§ **OBJETIVO**
Reproduza as entradas abaixo linha por linha, sem alterar nenhum caractere.

§ **EXTRATOS DAS ENTRADAS**
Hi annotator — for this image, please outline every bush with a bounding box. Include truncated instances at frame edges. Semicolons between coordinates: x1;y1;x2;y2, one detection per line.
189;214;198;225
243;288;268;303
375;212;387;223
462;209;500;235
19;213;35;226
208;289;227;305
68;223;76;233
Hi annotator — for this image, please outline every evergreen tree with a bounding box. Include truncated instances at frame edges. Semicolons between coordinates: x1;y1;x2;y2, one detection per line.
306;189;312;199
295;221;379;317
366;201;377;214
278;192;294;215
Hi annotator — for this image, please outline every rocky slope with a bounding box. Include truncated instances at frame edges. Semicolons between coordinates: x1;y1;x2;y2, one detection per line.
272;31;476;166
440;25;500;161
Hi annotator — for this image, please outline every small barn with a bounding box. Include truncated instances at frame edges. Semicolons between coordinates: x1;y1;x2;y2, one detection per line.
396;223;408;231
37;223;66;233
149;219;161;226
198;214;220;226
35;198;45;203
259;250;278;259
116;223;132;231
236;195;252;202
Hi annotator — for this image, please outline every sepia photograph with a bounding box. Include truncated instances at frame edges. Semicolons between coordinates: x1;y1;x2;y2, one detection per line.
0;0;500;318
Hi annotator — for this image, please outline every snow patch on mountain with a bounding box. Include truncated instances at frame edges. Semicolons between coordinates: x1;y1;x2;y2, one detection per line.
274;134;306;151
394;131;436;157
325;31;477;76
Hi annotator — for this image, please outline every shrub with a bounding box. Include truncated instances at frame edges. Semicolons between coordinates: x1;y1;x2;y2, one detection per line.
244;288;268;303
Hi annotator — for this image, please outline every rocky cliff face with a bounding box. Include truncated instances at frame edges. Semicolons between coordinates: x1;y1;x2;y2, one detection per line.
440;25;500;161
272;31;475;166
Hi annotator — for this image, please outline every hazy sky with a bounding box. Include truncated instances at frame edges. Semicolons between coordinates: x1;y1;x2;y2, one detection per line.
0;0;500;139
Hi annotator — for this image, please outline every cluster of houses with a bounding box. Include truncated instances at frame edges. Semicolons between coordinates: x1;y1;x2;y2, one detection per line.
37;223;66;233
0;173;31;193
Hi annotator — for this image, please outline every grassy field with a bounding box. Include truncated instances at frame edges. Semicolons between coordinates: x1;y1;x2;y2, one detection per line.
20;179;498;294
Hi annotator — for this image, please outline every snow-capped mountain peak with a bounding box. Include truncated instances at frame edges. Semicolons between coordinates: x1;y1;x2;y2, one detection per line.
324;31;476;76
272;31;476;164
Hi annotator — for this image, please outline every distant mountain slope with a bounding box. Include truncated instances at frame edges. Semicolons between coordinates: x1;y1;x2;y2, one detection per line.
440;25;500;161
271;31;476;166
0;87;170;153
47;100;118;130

§ **RESOLUÇÃO**
Hi annotator — for this image, please outline every bush with a bounding box. Include truncated instances at frame edges. Semicolons between coordinates: x1;y1;x2;y2, one detection per line.
189;214;198;225
243;288;268;303
375;212;387;223
462;209;500;235
19;213;35;226
208;289;227;305
68;223;76;233
Hi annotator — for this image, please outline every evergreen tree with a bounding box. Include truncated instances at frame edges. Semicolons between coordinates: x1;y1;x2;y2, one detection per line.
306;189;312;199
295;221;379;317
366;201;377;214
278;192;294;215
Hi annotator — for this image, please outline every rocky slope with a bounding box. Include truncated instances at frame edges. Semicolons between coordinates: x1;y1;x2;y2, one detection per line.
272;31;476;166
440;25;500;161
Hi annotator — for this image, please outline every small barn with a bounding box. Include truncated instances at frame edges. Semicolons between coordinates: x1;y1;x2;y2, one detection per line.
396;223;408;231
37;223;66;233
149;219;161;226
198;214;220;226
35;198;45;203
259;250;278;259
116;223;132;231
236;195;252;202
Hi annotator — for this image, please outline every sepia photograph with a bounding box. Include truncated instances at frame edges. Semicolons between coordinates: x1;y1;x2;y2, one detection per line.
0;0;500;318
Hi annotator — for this image, please outline every snow patch on mountain with a bounding box. Include truncated instances at frame edges. Semicolons between coordinates: x1;y1;x2;y2, one detection per line.
274;134;306;151
394;131;436;157
325;31;477;76
Hi annotator — for this image, please outline every shrub with a bounding box. Include truncated instances at frame edges. Semicolons between coordinates: x1;y1;x2;y2, one detection per line.
244;288;268;303
Hi annotator — for this image, please outline every rocky cliff face with a bounding box. Include truncated instances at frame edges. Semicolons between coordinates: x1;y1;x2;y2, one detection per line.
440;25;500;161
272;31;475;166
Hi annotator — for this image, please outline every hazy sky with a bounding box. Include truncated instances at frame edges. Semicolons between coordinates: x1;y1;x2;y2, one detection per line.
0;0;500;139
Hi annotator — for this image, please outline every cluster of houses with a bounding box. Include truncated instances at frame edges. Semicolons between coordinates: x1;y1;x2;y2, one detection per line.
37;223;66;233
0;173;31;193
Hi annotator — for this image, please outline every grassy field with a bounding box. Include truncated instances at frame edges. Semicolons between coordinates: x1;y1;x2;y2, one detection per line.
20;179;498;294
Hi annotator — for this image, please outline every snow-capped mountain peak with a bounding box. Include truncated instances at frame edges. Semicolons between coordinates: x1;y1;x2;y2, one detection per line.
324;31;476;76
272;31;476;164
Hi annotator — for this image, please outline every distant mountain slope with a bounding box. Include truncated instances at frame edges. Semicolons between coordinates: x1;y1;x2;y2, one detection per line.
440;25;500;161
271;31;476;166
0;87;170;153
47;100;118;130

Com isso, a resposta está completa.